Gezeigter Textauszug:
________________
Als Basis für die Auswahl der vielversprechendsten Pilzstämme dienen zunächst im Projektkonsortium bereits vorhandene anaerobe Pilzkulturen. Falls notwendig, werden zudem neue anaerobe Pilze isoliert und identifiziert. Die AP werden nach verschiedenen Selektionskriterien ausgewählt, z. B. anhand möglichst effizienter Enzymaktivitäten zum Aufschluss von Lignocellulose bei starkem und zuverlässigem Wachstum, und dann in speziell konfigurierten Bioreaktorsystemen kultiviert.
________________
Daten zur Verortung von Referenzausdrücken

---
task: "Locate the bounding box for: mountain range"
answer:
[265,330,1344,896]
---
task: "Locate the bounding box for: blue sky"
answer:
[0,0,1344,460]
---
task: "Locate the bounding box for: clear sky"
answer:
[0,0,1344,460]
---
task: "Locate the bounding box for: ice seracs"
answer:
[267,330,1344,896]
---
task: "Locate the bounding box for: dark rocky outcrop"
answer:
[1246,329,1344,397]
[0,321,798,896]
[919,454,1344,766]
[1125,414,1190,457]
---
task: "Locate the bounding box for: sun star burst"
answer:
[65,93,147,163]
________________
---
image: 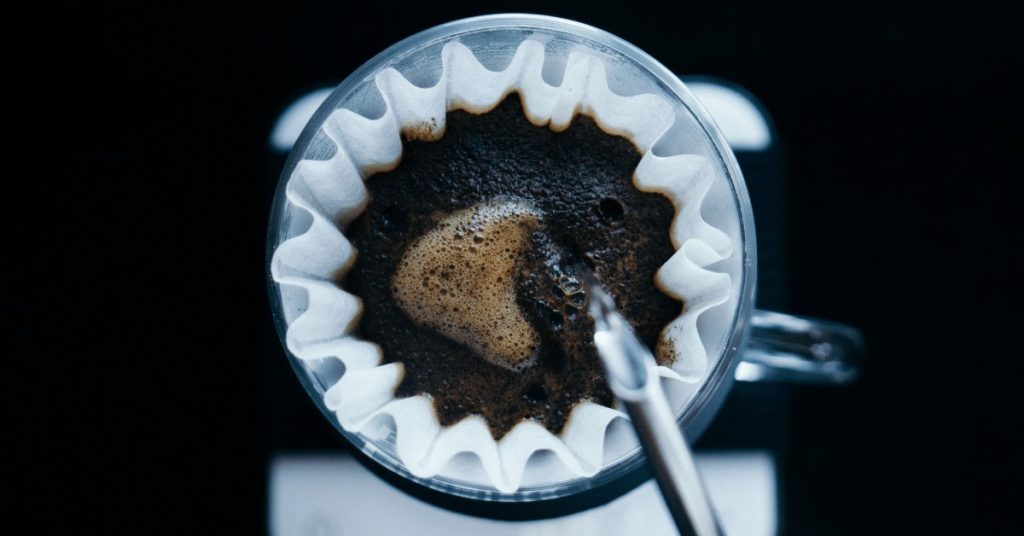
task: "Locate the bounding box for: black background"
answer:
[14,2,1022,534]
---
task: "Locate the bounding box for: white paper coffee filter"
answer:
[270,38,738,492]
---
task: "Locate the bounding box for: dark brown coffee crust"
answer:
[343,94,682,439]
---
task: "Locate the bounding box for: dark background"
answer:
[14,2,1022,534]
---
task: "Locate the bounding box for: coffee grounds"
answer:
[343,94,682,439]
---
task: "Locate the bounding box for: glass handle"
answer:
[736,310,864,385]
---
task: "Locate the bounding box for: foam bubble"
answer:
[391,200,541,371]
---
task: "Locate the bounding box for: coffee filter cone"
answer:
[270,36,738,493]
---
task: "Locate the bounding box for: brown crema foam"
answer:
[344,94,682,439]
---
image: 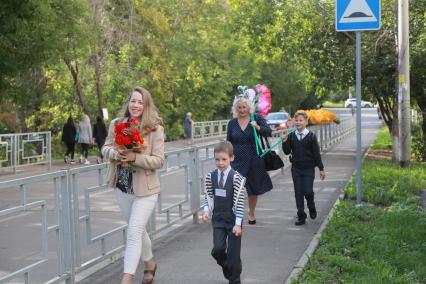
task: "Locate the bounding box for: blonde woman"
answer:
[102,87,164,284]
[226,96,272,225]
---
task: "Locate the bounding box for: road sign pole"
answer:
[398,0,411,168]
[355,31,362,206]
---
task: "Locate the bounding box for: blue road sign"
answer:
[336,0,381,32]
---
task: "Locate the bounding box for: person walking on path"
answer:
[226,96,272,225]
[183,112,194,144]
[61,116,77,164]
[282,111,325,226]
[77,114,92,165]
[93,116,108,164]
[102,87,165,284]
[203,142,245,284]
________________
Aufgabenstellung:
Beantworte anhand des Textauszugs über die Auswahl anaerober Pilzstämme die folgenden Fragen:
(a) Was dient zunächst als Basis für die Auswahl der vielversprechendsten Pilzstämme?
(b) Was wird zusätzlich unternommen, falls notwendig?
(c) Worin werden die ausgewählten Pilze anschließend kultiviert?

Lösung:
(a) Im Projektkonsortium bereits vorhandene anaerobe Pilzkulturen.
(b) Neue anaerobe Pilze werden isoliert und identifiziert.
(c) In speziell konfigurierten Bioreaktorsystemen.